**SOURCE TEXT**
An academic and his undergraduate son at the same university offer different perspectives on an issue. This month: exams
The Father
We are losing a colleague this week, something that always rattles us more than we care to admit. It is almost a truism to say that we don't realise what people do until they've gone, but that doesn't stop it being accurate.
The departure means, of course, that later today I will need to leave off ploughing through this set of essays and wander down to the coffee room where the infamous number two buffet (the one with the leathery chicken goujons and leaden samosas) will be waiting.
Once we are all gathered, the Prof will tell a few affectionate lies and we will all promise to keep in touch, but deep down we all know that the lucky escapee has no intention of doing any such thing.
When someone leaves the department, jobs and relationships take time to bed back in - rather like logs settling in a fireplace after they've been stirred with a poker. Somewhere in the pile of vital but unrecognised jobs is the real story of how the exam process operates. Yes, I know the procedure is on the intranet - but we all know that the theory and practice are so wildly different that they share no genetic information whatsoever.
Important things will get forgotten - such as booking the quiet hotel room favoured by the external examiner, along with that special claret that did such excellent work on our behalf last year.
Exam season starts in a couple of weeks. The sweat-stained concrete edifice of the sports hall will once again resound to the sound of frantic scribbling as 200 keyboard junkies try to remember how to write. I don't suppose that a single one of them will spare a thought for the poor sap who will have to try to actually read the answers afterwards. I forget what the exam board ruling was last year about the candidates who answered entirely in txt, but it can only be worse this time.

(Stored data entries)
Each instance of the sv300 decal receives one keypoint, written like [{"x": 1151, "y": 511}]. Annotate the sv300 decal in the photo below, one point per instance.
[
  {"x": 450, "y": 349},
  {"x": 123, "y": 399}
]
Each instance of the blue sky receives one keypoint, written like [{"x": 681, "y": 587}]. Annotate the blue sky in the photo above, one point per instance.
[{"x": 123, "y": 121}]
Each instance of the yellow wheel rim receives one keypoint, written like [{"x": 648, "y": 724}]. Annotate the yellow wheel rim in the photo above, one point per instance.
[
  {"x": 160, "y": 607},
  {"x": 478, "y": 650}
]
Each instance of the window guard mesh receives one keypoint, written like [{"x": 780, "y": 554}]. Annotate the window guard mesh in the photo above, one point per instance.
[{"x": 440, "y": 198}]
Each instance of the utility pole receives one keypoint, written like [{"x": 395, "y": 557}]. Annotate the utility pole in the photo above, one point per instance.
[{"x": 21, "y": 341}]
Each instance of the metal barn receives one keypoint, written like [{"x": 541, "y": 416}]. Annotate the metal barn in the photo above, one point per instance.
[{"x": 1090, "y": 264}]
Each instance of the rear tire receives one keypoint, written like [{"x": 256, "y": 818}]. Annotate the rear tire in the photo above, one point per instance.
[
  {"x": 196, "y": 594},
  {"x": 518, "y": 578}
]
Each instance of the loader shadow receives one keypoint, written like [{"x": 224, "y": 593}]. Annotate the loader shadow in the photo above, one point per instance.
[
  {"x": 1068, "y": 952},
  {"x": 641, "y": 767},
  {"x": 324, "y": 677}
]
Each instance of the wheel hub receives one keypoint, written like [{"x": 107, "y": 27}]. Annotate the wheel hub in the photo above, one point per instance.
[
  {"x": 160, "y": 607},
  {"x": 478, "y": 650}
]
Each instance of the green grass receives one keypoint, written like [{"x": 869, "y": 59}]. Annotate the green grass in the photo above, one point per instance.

**QUESTIONS TO ANSWER**
1. Copy the column on exams from "An academic and" to "any such thing.".
2. Pick up the column on exams after its final sentence and keep writing it.

**EXPECTED RESULTS**
1.
An academic and his undergraduate son at the same university offer different perspectives on an issue. This month: exams
The Father
We are losing a colleague this week, something that always rattles us more than we care to admit. It is almost a truism to say that we don't realise what people do until they've gone, but that doesn't stop it being accurate.
The departure means, of course, that later today I will need to leave off ploughing through this set of essays and wander down to the coffee room where the infamous number two buffet (the one with the leathery chicken goujons and leaden samosas) will be waiting.
Once we are all gathered, the Prof will tell a few affectionate lies and we will all promise to keep in touch, but deep down we all know that the lucky escapee has no intention of doing any such thing.

2.
This pile of essays isn't getting much smaller, and I've already had dark looks and stroppy e-mails from their (putative) authors about how much time I'm taking. They need them to revise from, apparently. Ha! They'd have been better off reading the primary texts in the first place, a technique that sadly seems to have faded from fashion.
But before I return to the task ahead, I salute my esteemed former associate and say thanks, it's been fun.
The Son
Exams. I've now seen so many that even without reading the questions I know what they're asking: "Explain fully, and using diagrams where appropriate, why you should get the job/life/career/future that you want" - a question that is damn hard to answer within the three-hour limit of the standard first-year exam. And one that is ever so slightly useless anyway, because the odds are that whatever I knew in the exam will vanish like the morning dew within a couple of weeks. And this is all the more pointless because if I had any ideas what I wanted to do with my life why would I be doing an arts degree?
So, with suitably lowered expectations, let's take a look at exams. So far, I'm doing pretty well: I've got a total of four exams this year. However, one thing I noticed during the last bout at the end of January is that practically everyone I knew in year two or higher was in the library until it closed, and there again at 10am. This does not bode well.
The reason I've had comparatively few exams of late is that I've been writing essays faster than a three-legged breakdancer doing the Time Warp.
I handed one in on Monday, I handed one in the Monday before that and, guess what, I've got another one due this Monday. And, while I suspect that nobody actually reads them, I do get grades for them, which presumably counts for something. Deciding whether you prefer essays or exams is like contemplating which eye you'd rather jam a welding torch into. Either way is going to be painful, will decide the course of your life and will severely limit your ability to go out for quite some time.
And finally, since the theme here is deciding my future, I am currently trying to inveigle my way back into halls for next year. Given that my beloved scholarship guarantees me a place, you'd think this would be easy.
Right. My one small insurance is that I can move back in with the family.
But, quite frankly, I need that like I need a dose of bird flu - or a welding torch in the eye.